§ **Task requirements**:
Report only the number of lines in the items below that contain the string "cloud", with matching case.

§ **Extracted data**:
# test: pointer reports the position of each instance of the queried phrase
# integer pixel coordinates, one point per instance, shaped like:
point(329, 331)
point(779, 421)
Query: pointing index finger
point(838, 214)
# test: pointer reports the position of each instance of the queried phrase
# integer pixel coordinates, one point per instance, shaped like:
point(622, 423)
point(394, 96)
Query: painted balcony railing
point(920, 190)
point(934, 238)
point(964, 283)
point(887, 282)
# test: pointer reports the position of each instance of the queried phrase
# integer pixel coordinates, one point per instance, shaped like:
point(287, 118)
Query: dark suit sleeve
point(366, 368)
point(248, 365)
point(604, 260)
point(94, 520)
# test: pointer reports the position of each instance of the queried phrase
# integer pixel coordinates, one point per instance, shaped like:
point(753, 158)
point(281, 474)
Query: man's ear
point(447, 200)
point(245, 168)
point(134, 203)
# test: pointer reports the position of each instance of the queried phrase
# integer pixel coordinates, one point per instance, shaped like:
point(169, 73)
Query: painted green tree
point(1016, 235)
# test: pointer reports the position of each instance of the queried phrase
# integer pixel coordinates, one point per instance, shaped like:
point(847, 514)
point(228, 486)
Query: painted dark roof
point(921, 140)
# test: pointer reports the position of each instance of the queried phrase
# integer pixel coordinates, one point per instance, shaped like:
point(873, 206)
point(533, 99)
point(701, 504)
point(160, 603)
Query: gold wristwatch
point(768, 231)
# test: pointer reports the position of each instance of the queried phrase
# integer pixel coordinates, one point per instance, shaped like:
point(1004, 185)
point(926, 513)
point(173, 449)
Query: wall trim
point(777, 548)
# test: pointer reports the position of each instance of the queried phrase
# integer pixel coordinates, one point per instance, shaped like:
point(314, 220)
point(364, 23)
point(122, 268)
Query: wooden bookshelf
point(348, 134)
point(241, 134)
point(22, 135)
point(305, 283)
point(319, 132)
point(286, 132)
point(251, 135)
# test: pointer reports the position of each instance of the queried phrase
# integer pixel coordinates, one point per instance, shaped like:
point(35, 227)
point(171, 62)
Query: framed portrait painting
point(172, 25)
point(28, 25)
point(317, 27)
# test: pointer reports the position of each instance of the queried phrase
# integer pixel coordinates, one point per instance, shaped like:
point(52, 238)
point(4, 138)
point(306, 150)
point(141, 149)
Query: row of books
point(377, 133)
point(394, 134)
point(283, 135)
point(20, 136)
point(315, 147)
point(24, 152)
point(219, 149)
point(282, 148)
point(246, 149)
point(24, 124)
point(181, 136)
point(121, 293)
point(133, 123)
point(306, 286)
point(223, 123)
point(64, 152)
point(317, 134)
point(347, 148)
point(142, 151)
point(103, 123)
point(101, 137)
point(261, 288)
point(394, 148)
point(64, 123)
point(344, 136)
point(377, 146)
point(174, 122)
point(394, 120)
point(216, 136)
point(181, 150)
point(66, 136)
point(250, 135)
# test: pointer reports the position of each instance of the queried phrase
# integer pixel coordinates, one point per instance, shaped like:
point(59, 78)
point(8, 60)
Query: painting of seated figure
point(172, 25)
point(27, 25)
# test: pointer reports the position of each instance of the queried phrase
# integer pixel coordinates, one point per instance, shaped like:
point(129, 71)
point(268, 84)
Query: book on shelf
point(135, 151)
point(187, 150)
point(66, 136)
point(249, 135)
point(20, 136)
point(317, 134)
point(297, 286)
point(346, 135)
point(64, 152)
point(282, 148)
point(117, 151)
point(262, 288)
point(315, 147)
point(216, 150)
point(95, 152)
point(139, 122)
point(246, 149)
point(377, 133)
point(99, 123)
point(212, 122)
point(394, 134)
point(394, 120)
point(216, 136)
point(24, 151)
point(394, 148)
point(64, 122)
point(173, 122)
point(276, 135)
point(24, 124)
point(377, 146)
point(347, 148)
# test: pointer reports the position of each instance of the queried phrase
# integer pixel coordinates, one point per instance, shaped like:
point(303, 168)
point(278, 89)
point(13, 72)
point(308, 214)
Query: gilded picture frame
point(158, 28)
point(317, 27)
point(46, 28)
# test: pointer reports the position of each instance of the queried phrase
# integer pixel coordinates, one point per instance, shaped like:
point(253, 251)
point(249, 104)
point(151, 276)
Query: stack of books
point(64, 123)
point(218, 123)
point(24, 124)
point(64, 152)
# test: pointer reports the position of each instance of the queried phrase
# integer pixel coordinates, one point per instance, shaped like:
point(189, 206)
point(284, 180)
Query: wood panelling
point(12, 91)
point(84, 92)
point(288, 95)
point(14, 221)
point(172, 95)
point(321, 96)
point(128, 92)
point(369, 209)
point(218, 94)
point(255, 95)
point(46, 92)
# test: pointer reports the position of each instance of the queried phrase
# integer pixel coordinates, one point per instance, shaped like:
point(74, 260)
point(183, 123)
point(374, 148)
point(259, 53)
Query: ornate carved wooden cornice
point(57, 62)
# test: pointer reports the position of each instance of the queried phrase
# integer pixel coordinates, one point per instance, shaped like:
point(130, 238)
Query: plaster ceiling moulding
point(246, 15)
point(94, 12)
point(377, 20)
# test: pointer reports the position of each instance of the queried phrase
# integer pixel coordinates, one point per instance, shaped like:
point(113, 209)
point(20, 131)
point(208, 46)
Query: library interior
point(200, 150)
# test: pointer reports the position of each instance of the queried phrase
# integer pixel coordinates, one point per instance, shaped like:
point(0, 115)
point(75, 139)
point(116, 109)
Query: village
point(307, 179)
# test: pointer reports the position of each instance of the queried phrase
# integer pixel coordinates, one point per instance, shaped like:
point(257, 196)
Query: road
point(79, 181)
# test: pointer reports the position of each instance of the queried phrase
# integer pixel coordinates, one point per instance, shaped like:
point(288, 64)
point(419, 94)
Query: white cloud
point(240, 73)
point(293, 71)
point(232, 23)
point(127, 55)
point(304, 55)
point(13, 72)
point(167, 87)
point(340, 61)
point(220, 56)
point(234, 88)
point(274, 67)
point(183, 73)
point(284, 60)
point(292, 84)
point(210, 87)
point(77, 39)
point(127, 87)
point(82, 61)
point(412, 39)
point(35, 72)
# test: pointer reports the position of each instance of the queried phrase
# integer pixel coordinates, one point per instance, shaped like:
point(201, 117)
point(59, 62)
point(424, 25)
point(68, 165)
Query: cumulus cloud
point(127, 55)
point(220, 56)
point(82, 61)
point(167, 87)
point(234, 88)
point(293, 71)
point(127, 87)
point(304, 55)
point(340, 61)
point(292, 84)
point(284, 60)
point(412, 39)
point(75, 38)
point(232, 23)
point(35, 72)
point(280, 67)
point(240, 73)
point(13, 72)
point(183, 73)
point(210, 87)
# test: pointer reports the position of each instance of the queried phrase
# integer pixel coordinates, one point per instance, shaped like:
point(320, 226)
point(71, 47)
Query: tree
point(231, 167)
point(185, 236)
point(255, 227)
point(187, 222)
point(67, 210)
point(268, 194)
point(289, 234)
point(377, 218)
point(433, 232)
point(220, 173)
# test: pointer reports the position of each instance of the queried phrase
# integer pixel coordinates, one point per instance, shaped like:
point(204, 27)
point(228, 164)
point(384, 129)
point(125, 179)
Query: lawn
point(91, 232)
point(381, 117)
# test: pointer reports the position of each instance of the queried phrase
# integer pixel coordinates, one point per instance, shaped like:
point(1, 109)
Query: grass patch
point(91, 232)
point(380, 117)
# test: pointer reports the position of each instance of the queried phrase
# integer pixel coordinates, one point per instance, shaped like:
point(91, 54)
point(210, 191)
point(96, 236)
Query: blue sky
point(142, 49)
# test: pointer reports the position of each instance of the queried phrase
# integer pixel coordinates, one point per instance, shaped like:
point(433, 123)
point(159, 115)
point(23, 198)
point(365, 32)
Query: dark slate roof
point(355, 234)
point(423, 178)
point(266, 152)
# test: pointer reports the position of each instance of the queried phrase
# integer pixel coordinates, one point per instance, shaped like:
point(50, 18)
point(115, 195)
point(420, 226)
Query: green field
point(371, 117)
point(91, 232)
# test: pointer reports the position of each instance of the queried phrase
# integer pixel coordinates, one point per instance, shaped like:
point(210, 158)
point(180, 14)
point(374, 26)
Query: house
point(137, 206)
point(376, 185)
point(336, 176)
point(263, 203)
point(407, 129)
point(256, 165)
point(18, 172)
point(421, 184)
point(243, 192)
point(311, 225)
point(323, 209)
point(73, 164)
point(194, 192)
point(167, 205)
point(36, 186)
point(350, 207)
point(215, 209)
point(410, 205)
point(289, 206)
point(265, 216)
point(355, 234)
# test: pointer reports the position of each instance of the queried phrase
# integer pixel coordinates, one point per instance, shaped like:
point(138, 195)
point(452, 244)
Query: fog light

§ **Output of the exercise**:
2